Extract -

%%

Efforts to introduce an amendment to the Health and Care Bill designed to highlight and address unsafe staffing levels in the healthcare system in England were overturned on 25 April, after MPs voted 278 to 182 against the proposals.
After many attempts by Peers to press the Government for a change of heart, this fatal blow means the provisions will not appear in the final act.
The amendment, which had been moved earlier this month in the Lords, by Conservative peer Baroness Cumberlege, would have legally required the health secretary to give regular updates on existing and anticipated shortages of health service staff to inform local and regional recruitment needs.
Placing a legal requirement on the health secretary had long been advocated by a coalition of more than 100 health organisations, of which the BMA was a founding member.
Association deputy council chair David Wrigley, who wrote to health secretary Sajid Javid on 22 April urging him to revise his opposition to the workforce planning amendment, said the decision to not listen to the overwhelming consensus for amending the bill was deeply disappointing.
Safe staffing
He said: ‘We are utterly dismayed that ministers have ultimately failed to listen to frontline workers and demonstrate their commitment to safely staff the NHS and care services.
‘More than 100 expert health and care organisations, medical royal colleges, charities and think tanks, as well as MPs and peers from across the political divide, supported amendments that would have held the Government legally accountable for providing regular assessments over the staffing numbers that we need now and in the future.
‘Having missed this vital opportunity to prove how seriously they take the safe staffing of the NHS and social care, it will be ministers who have to answer when patient care continues to suffer.

%%

Data under study -
%%

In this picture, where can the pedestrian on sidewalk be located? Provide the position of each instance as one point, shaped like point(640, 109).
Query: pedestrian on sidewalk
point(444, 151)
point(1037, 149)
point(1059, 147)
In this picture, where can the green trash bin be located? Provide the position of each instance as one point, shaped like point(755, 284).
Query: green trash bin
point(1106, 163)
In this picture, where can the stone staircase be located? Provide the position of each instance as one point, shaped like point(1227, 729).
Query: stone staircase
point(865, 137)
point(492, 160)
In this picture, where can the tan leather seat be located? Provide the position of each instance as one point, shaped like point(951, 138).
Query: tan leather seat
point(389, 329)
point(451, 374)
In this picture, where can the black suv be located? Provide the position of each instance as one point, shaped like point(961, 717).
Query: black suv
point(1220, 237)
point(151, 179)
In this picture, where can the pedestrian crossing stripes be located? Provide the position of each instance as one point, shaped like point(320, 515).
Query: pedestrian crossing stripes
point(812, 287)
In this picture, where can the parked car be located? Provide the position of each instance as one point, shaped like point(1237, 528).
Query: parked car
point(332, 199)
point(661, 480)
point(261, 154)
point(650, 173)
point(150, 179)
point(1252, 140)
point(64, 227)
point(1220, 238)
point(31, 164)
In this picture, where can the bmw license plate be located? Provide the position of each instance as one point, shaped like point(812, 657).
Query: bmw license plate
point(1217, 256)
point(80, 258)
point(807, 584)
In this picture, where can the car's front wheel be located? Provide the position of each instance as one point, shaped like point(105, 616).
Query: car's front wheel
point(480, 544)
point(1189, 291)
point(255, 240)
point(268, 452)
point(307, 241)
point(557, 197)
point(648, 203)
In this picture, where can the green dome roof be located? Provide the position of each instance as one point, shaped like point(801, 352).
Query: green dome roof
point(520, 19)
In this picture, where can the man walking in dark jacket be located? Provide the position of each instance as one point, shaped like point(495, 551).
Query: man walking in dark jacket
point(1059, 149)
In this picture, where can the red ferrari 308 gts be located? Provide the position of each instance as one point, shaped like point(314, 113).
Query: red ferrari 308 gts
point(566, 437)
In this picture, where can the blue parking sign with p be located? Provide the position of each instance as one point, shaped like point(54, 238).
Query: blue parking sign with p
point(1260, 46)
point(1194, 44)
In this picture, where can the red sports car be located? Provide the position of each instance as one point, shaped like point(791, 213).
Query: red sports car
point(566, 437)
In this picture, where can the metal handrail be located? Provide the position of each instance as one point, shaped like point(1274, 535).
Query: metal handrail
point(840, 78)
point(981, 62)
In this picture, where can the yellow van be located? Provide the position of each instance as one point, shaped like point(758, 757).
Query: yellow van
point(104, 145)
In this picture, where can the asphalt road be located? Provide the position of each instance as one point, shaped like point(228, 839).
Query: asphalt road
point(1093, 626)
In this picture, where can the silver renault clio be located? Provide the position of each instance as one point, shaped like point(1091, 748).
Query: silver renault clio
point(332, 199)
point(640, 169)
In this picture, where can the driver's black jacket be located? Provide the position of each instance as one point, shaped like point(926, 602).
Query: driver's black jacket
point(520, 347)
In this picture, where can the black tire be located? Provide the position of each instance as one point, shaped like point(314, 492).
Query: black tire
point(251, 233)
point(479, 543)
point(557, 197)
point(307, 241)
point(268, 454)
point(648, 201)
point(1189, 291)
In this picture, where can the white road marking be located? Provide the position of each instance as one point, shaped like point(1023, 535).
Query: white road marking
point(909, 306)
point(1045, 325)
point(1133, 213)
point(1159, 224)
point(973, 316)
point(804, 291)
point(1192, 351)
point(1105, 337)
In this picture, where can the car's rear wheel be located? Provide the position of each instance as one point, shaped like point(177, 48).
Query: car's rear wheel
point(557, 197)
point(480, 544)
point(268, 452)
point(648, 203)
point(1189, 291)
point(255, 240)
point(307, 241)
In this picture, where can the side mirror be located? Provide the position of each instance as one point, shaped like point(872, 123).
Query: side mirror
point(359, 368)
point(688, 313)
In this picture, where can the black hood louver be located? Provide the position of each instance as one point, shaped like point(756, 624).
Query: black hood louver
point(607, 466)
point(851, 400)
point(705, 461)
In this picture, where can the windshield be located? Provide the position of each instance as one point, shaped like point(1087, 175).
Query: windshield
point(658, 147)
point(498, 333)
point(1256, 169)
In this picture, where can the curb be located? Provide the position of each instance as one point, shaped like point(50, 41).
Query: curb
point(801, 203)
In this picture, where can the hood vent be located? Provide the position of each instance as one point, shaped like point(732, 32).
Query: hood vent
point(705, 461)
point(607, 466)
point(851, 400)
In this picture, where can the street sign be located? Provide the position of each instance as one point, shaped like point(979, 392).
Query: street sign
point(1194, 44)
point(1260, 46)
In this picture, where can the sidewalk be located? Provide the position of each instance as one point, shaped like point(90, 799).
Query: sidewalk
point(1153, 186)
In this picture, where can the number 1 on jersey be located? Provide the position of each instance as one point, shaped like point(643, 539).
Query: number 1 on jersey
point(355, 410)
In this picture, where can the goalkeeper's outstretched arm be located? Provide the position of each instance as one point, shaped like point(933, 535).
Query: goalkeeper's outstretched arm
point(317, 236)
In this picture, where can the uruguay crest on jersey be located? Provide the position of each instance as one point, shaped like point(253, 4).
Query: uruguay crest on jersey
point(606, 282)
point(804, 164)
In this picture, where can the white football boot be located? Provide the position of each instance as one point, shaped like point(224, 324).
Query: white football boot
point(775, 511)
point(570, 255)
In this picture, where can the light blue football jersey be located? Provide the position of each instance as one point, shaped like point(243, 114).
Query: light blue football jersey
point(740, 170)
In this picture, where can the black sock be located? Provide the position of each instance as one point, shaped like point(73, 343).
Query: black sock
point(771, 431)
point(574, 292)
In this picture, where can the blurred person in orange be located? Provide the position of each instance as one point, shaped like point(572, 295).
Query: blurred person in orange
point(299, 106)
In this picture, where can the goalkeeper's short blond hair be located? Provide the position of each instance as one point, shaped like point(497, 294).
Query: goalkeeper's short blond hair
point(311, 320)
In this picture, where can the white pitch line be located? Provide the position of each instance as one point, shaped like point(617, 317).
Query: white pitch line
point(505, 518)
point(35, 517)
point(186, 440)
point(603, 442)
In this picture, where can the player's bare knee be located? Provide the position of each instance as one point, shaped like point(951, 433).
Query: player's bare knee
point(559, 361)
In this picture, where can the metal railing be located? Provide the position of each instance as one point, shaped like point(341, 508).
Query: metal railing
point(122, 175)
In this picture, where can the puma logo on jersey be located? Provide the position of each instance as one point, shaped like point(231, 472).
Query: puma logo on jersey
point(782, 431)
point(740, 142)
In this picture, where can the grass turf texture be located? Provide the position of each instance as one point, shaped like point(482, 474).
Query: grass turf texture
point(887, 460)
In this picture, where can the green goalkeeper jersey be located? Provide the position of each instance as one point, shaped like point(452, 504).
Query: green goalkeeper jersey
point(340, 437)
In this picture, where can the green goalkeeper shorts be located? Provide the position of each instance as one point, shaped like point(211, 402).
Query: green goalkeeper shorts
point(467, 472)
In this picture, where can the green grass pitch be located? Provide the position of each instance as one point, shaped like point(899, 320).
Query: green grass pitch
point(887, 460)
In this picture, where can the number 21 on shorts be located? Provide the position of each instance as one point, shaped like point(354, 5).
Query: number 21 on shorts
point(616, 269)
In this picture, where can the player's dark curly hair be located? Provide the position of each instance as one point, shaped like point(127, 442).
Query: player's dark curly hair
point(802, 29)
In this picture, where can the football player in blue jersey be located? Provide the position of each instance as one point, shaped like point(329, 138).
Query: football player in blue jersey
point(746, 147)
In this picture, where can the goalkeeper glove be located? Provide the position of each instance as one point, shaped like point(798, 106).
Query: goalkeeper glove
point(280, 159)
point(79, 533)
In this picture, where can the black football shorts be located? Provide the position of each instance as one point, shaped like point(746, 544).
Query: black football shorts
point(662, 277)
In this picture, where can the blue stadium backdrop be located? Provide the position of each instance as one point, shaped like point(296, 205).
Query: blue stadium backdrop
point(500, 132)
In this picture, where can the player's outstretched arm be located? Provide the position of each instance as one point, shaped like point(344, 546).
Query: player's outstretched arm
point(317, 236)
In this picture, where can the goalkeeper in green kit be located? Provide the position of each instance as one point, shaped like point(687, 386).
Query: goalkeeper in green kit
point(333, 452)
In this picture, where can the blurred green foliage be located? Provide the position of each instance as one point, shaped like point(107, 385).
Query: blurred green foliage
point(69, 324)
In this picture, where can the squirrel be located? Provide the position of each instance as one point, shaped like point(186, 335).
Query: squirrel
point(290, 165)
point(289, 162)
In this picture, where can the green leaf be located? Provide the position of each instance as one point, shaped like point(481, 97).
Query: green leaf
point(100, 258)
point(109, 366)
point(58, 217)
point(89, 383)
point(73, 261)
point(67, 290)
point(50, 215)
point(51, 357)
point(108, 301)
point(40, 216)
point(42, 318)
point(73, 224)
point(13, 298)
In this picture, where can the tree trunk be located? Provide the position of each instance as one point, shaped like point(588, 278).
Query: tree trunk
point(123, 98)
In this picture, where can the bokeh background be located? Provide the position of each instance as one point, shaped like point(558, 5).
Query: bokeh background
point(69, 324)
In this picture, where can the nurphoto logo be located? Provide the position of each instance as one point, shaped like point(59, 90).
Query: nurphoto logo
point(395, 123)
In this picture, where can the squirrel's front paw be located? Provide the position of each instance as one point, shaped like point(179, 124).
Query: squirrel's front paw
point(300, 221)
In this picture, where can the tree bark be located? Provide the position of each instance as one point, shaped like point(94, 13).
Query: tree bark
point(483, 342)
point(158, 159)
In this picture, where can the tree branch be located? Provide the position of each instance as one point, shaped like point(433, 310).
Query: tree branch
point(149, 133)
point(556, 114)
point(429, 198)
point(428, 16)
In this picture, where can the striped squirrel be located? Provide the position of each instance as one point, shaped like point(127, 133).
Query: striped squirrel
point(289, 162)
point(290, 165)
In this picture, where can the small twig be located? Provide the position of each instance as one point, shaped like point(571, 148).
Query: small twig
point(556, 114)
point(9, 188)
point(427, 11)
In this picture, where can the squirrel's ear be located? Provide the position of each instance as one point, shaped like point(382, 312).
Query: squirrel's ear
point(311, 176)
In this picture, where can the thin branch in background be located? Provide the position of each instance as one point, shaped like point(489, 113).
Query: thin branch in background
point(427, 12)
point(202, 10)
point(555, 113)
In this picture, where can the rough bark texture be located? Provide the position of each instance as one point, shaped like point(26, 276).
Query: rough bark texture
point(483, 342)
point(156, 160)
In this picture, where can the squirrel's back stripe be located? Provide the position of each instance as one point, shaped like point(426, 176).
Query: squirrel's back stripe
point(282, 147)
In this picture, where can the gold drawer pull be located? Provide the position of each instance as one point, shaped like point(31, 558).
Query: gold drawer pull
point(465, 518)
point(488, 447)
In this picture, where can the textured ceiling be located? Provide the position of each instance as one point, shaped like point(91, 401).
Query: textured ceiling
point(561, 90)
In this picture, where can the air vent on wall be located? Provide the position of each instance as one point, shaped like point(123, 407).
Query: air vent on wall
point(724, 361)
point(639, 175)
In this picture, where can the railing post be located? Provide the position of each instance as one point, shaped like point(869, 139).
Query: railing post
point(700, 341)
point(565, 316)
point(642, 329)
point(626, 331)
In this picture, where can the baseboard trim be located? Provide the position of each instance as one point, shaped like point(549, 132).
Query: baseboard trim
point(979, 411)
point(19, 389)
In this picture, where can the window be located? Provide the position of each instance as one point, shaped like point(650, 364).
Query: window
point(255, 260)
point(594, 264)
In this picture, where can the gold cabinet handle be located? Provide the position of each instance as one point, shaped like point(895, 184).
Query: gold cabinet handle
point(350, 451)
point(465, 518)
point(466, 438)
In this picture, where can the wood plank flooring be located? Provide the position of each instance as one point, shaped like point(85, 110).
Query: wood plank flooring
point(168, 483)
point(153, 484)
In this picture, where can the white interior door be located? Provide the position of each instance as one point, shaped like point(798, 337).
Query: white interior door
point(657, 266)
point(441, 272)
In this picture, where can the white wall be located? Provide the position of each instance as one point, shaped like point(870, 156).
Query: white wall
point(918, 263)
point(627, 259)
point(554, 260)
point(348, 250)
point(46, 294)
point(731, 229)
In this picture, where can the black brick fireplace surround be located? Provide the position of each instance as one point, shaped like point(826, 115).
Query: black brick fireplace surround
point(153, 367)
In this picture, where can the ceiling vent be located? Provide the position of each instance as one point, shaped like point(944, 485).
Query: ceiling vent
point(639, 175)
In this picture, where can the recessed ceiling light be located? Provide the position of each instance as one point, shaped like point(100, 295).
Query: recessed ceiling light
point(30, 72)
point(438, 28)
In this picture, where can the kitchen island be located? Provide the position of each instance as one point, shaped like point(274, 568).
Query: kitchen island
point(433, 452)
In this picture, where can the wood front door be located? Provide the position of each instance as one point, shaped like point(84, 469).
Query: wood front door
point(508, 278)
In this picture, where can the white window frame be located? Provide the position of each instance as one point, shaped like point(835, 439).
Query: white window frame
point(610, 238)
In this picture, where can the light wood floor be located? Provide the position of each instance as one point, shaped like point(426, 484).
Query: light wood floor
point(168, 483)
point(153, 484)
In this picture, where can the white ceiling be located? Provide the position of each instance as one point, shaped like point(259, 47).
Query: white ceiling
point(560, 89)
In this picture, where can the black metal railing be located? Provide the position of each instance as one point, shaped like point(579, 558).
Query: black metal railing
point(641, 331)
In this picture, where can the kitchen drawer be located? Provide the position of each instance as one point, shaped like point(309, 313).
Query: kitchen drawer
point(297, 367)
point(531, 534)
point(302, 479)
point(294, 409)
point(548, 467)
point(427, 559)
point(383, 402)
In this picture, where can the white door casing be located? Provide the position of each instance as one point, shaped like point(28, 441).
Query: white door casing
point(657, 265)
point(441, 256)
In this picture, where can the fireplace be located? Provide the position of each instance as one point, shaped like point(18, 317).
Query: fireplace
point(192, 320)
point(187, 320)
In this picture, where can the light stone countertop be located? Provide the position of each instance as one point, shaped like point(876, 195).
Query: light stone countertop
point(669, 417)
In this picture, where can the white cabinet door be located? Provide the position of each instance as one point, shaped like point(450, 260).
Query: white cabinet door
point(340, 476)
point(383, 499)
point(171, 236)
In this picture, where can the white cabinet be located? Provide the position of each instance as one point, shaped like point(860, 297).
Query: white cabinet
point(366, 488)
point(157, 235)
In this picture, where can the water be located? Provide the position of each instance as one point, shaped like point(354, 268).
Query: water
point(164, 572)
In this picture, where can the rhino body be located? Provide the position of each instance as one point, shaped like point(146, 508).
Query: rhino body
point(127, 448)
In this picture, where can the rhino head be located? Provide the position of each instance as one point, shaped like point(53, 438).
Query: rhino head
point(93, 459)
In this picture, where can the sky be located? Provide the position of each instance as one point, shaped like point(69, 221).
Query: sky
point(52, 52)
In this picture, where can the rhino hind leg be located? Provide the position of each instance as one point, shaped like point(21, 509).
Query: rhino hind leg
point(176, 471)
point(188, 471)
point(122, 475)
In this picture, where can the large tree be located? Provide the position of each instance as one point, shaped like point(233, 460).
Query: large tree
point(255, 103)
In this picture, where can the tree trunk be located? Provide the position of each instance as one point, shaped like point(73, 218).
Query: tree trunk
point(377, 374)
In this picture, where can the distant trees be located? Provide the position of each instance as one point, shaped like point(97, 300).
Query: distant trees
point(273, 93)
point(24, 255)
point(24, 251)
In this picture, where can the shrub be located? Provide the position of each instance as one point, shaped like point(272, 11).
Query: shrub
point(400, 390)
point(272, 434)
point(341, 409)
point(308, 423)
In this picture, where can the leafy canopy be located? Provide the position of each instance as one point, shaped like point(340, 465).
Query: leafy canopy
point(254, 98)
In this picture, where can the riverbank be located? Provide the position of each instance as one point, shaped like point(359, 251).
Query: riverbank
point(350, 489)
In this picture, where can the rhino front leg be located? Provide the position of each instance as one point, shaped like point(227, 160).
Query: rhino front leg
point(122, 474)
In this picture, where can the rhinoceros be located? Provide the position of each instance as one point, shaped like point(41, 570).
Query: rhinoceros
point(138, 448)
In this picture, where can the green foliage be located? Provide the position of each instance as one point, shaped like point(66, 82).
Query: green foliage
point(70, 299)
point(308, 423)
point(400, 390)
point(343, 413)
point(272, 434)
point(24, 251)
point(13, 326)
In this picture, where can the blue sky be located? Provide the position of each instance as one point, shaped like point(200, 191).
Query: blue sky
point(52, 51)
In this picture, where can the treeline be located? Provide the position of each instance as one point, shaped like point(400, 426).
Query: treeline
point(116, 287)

%%

In one to three sentences, explain why the article on the Health and Care Bill says the staffing provisions will not appear in the final act.

Answer to this exercise -
On 25 April, MPs voted 278 to 182 against the amendment that had been moved in the Lords. The article calls this vote a fatal blow, which means the provisions will be left out of the final act.